▸ Ваши задания:
1 > Выпишите все номера сносок, встречающиеся в тексте об учении блаженного Августина о Церкви.
2 > Чем, согласно тексту об учении блаженного Августина о Церкви, донатисты преимущественно нарушают единство Церкви?
3 > Продолжите текст об учении блаженного Августина о Церкви с того места, где он обрывается.

▸ Фрагмент текста:
┄┄┄┄┄┄┄┄┄┄

Католичество не состоит в большей или меньшей величине распространения. Даже тогда, когда бы не сохраняющие истинного учения были распространены по всем местам, где существует Церковь, присовокупляет Августин11, они не принадлежали бы, по этому к Церкви. Таким образом, многочисленность не служит признаком истинности Церкви; этот признак состоит лишь в истинном учении. Но это истинное учение, каким образом может быть узнано? Посредством вселенского свидетельства всех Церквей, образующих новый избранный народ, предуказанный в пророческих книгах Ветхого Завета, равно как и в апостольских книгах.

Такова идея, вытекающая из толкований, которые бл. Августин противополагает толкованиям своих противников, на различные тексты св. Писания12. Церковь есть великое общество Божие, живущее божественной жизнью; коль скоро ей оказывают сопротивление, то уже не принадлежат более к избранному народу Нового Завета, или к Церкви; это видно из собственной её жизни, а не из той общей жизни, которая служит жизнью членов тела Христа.

Целью бл. Августина, в его сочинении, было только раскрытие этой идеи, а не изложение полной системы церковной организации. Однако же мимоходом он указывает, что донатисты преимущественно своим сопротивлением епископам нарушают единство Церкви13. Что же касается частного епископа, который специально был бы средством или центром единства: то он не делает об этом ни малейшего упоминания. Можно ли поверить, что он, при подобном споре, не указал бы на него, если бы Церковь признавала тогда подобный центр единства? Чем более этот центр видим, тем более он доставляет удобное доказательство, и тем менее понятно молчание отцов, которые, в течение восьми веков, не имели даже идеи ссылаться на это при своих спорах по поводу Церкви и её учения. Мы можем привести большое число текстов бл. Августина об епископате. Повсюду он, подобно Киприану, учит только о едином епископате и указывает на всех тех, которые облечены епископской властью. Его молчание по поводу преимуществ Римского епископа равносильно положительному отрицанию. Ему достаточно было бы указать на Рим против своих противников, если бы Рим был эхом истины и центром единства. Но он не поступает подобным образом, а обращается к свидетельству всех апостольских Церквей, которые образуют избранный народ нового завета. Он перечисляет14 все церкви Азии и Греции, основанные апостолами; он утверждает перед своими противниками, в доказательство истинности своего учения, что находится в общении с этими церквами; и он даже не упоминает о церкви римской! Что означает подобное молчание, как не то, что в глазах его критерий христианской истины не состоит в свидетельстве одной церкви, но в свидетельстве всех апостольских церквей! Он не исключает свидетельства римской церкви, но он не соединяет с её свидетельством большего значения, чем со свидетельством других церквей, основанных апостолами; но и это свидетельство обладает силой лишь постольку, поскольку оно есть эхо проповедания апостолов, а не потому, что обладает частным авторитетом, вне вселенского свидетельства.

┄┄┄┄┄┄┄┄┄┄

Записи с указанием и подписями:
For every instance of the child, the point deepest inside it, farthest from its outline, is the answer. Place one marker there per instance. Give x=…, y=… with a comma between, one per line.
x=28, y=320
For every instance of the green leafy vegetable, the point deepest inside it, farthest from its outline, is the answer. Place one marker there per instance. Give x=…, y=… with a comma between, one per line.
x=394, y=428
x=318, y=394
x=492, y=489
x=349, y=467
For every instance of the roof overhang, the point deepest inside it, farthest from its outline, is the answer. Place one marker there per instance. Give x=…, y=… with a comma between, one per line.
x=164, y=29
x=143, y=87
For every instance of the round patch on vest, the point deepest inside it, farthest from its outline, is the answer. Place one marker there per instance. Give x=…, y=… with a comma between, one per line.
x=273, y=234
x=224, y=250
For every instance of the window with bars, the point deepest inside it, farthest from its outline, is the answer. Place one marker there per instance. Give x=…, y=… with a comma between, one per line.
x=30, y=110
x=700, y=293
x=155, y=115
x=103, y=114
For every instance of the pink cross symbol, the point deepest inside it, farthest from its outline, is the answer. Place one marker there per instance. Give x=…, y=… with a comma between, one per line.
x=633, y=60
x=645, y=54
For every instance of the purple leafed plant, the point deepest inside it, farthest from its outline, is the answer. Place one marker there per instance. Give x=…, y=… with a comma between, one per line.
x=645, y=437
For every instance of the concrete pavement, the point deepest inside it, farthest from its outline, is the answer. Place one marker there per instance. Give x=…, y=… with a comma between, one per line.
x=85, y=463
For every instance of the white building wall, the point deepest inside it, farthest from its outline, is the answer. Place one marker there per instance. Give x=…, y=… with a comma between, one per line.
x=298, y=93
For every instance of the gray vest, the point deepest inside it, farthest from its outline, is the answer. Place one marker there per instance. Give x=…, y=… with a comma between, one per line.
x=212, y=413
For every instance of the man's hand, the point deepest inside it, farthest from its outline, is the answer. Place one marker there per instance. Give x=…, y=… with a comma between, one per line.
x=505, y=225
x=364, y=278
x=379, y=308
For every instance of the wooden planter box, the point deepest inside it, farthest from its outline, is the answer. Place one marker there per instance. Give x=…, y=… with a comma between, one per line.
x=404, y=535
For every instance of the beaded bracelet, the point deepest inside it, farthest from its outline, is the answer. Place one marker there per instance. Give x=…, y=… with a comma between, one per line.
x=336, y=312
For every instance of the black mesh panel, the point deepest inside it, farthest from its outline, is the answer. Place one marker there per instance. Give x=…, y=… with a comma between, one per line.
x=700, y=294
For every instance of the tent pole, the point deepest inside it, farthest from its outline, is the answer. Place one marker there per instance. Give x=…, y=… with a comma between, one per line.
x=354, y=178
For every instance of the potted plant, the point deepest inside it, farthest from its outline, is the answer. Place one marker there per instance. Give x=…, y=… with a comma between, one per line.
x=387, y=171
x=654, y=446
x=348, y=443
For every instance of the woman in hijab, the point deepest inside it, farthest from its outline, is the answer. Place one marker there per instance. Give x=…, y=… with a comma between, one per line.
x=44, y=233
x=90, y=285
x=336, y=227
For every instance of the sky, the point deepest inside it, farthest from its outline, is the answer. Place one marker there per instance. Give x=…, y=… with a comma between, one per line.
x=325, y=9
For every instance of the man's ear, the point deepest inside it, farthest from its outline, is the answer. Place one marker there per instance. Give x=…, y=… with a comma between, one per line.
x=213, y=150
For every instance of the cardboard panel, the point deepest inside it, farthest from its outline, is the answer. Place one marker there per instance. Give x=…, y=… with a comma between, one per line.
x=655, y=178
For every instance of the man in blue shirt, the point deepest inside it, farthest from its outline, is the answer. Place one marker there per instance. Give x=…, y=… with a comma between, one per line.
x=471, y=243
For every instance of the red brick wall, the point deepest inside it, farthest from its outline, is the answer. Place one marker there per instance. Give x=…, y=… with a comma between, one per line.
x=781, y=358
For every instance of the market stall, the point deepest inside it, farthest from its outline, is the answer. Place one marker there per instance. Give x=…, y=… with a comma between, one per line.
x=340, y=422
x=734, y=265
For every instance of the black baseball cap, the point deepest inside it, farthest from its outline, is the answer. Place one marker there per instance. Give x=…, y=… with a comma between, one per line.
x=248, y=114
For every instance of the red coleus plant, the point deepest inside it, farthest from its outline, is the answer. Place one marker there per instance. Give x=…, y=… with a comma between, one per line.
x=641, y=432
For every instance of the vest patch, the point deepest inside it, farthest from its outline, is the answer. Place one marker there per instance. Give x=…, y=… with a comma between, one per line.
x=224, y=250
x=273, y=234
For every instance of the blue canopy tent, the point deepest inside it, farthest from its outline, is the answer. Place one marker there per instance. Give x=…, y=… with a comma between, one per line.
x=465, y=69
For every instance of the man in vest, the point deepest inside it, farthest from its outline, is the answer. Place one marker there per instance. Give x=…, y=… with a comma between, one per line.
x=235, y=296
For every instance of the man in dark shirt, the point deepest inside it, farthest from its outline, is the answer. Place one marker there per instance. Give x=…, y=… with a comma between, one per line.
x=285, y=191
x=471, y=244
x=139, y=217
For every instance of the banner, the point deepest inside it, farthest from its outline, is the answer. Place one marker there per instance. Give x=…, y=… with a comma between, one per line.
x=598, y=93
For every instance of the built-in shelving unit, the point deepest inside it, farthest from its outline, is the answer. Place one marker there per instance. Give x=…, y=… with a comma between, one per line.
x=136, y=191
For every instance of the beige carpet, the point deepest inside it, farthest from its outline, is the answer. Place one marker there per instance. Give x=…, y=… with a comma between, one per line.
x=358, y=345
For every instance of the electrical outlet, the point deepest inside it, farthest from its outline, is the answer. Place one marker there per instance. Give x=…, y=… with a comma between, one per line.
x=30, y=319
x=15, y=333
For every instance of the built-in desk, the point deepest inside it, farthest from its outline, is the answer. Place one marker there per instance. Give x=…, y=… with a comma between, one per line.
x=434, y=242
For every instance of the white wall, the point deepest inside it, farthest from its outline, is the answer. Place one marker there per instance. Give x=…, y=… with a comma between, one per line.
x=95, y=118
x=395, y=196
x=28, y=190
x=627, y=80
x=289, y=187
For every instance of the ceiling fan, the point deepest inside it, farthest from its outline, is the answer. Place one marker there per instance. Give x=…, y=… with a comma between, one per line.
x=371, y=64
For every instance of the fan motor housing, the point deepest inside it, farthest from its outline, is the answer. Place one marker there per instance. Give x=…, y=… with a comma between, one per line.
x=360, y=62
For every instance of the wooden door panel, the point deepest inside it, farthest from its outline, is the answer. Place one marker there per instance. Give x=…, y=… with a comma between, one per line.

┄┄┄┄┄┄┄┄┄┄

▸ Ответы на задания:
1 > 11, 12, 13, 14

2 > Своим сопротивлением епископам.

3 >
Изложивши свидетельство апостольских церквей, блаж. Августин15 восклицает: «Евангелизирует иначе тот, кто говорит, что Церковь исчезла в мире и сохранилась только в Африке, а именно в партии Донатистов. Поэтому да будет он анафема! Если же он не хочет подпасть анафем, пусть докажет мне, что его утверждение подтверждается св. Писанием». Блаженный учитель преследует своих противников через все их возражения о мнимом исчезновении Церкви, нашедшей свое убежище лишь в их партии, и при этом споре, где значение (nom) Рима и его епископа указывалось бы в каждой строке, если бы это значение принадлежало тогда римской церкви, он тоже не делает ни малейшего упоминания ни о том, ни о другом. Он видит одну только Церковь, распространенную по всей вселенной, с которою необходимо быть в общении, если хотят принадлежать к истинному христианскому обществу.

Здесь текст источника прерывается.